Copy out the listing exactly.
begin
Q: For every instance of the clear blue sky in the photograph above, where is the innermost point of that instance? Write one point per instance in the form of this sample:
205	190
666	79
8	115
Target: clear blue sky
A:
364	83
end
• [Exercise answer]
Q: For every instance of the clear blue sky in the photograph above, where is the innermost point of that instance? Write one point per instance in the form of this sample:
205	190
666	79
8	115
Target: clear blue sky
A:
364	83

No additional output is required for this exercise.